| EXERCISE OBJECTIVE |
Search the records below for the word "glitter", then return every line where it appears.

(Stored data entries)

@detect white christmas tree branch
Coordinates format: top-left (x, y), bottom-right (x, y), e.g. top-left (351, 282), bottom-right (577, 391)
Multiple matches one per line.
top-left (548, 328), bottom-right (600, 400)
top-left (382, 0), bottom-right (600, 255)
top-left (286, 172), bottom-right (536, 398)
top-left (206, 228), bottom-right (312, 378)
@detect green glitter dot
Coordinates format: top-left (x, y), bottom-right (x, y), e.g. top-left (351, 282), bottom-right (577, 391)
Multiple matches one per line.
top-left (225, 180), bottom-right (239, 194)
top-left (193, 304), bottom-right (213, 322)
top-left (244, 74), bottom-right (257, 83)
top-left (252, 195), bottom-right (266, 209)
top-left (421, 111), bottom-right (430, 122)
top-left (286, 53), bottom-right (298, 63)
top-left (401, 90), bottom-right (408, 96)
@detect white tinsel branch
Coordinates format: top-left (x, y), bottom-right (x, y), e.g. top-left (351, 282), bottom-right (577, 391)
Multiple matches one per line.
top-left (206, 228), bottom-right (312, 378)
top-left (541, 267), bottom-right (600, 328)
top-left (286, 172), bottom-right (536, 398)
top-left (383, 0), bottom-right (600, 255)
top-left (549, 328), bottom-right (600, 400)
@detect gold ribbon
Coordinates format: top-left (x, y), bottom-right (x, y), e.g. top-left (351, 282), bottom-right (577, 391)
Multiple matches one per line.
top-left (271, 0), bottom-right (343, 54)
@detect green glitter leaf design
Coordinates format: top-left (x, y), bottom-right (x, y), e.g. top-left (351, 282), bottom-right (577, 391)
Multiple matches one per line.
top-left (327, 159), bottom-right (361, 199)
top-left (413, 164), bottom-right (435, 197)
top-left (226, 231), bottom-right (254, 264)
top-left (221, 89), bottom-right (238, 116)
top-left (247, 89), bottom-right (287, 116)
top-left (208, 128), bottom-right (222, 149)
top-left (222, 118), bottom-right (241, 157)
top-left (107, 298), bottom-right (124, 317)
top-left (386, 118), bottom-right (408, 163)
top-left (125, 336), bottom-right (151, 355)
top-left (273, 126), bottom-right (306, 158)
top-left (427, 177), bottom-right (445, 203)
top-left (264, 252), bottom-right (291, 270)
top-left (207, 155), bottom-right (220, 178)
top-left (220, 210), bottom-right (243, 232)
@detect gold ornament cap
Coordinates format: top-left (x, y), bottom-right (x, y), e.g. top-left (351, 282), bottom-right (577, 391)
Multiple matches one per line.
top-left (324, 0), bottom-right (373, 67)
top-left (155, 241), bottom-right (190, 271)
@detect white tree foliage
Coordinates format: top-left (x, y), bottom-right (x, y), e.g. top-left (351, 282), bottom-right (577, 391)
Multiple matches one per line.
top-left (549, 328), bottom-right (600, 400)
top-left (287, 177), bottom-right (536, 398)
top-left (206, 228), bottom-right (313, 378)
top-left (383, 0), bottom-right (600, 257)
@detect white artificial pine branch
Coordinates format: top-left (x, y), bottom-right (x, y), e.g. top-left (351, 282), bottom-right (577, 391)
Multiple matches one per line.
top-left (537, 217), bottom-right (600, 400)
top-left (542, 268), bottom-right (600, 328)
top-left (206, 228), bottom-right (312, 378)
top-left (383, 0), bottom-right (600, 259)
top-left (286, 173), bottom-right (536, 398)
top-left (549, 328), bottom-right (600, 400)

| WRITTEN ANSWER |
@detect green glitter dot
@detect green glitter leaf design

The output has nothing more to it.